● Objective
Locate "Thanks for the photo. Could you please mark the green" in the listing below, then output the line holding it and every line after it, exactly and with nothing else.

● Supplied information

# # #

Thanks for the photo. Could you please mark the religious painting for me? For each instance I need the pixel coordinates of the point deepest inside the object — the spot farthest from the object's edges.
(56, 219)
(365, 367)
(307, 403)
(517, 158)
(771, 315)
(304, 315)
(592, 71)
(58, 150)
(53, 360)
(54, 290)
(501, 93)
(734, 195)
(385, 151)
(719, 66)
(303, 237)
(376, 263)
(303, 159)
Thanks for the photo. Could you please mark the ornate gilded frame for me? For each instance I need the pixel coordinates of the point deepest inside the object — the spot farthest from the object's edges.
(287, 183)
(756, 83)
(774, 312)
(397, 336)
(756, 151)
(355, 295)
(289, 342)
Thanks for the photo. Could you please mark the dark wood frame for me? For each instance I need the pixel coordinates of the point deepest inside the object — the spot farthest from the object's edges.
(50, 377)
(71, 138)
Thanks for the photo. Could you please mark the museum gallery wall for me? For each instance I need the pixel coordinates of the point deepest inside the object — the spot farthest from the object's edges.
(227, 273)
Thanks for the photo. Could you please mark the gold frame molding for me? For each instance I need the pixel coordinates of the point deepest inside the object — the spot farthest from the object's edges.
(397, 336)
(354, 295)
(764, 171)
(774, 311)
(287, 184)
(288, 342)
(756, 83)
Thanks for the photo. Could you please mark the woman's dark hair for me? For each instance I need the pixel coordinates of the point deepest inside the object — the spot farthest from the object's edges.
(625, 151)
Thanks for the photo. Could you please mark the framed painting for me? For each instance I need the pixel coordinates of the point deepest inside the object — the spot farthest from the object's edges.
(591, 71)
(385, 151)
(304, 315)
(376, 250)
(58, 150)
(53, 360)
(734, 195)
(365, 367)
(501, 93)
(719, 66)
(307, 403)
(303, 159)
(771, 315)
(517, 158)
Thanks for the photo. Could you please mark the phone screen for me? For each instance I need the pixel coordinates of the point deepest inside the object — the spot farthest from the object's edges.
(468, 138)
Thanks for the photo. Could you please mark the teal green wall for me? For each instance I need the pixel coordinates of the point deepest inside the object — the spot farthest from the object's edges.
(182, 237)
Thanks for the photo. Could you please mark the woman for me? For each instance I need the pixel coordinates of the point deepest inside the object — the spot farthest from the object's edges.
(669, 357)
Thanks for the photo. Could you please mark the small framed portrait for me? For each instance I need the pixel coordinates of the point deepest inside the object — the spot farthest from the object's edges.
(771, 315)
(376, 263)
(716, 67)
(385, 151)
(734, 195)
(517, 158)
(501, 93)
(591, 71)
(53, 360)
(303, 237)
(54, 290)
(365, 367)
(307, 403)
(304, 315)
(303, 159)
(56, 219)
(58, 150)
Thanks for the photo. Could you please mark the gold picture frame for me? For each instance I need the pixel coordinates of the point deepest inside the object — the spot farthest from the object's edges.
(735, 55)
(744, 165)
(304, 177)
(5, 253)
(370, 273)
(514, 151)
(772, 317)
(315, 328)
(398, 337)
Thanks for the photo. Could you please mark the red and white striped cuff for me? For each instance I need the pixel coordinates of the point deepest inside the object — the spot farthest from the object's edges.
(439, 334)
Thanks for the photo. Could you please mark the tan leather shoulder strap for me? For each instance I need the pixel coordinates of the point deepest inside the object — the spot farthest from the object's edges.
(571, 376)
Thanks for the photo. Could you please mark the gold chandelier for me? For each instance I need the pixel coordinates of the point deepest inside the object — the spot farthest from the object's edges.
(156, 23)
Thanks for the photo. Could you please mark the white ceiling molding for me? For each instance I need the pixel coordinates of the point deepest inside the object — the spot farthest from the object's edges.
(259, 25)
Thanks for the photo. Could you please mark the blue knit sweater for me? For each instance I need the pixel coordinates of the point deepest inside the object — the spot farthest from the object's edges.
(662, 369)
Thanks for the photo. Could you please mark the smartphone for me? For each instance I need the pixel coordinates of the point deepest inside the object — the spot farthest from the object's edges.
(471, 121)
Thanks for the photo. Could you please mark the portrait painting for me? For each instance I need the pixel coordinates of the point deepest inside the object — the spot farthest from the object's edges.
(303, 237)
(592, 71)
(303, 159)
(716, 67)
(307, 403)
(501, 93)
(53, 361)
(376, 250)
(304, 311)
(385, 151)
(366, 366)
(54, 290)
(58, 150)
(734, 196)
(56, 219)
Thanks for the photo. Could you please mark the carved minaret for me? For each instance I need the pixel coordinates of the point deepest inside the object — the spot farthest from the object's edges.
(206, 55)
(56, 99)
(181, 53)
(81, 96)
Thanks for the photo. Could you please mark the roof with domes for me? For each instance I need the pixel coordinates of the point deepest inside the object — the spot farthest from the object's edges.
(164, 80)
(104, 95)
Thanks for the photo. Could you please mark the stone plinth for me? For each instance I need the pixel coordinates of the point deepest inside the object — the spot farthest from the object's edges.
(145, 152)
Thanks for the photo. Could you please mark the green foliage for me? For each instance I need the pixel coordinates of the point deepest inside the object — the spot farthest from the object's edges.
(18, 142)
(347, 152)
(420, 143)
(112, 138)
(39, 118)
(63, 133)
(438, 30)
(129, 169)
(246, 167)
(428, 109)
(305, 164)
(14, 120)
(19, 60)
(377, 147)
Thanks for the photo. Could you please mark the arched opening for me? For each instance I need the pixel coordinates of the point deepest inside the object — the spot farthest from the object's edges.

# # #

● Result of this task
Thanks for the photo. Could you please mark the green foliage for me? For each instance I need the pixel coordinates of the point deepest inside the object — the spot farthest from the object's edges.
(18, 142)
(347, 152)
(420, 143)
(112, 138)
(39, 118)
(63, 133)
(438, 30)
(129, 169)
(246, 167)
(428, 109)
(305, 164)
(14, 120)
(19, 60)
(377, 147)
Thanks for the photo. Could you please mark the arched opening for me? For each instance I need the pixel coordinates of the point deepest inside the object — the spot farthest from the object's edges.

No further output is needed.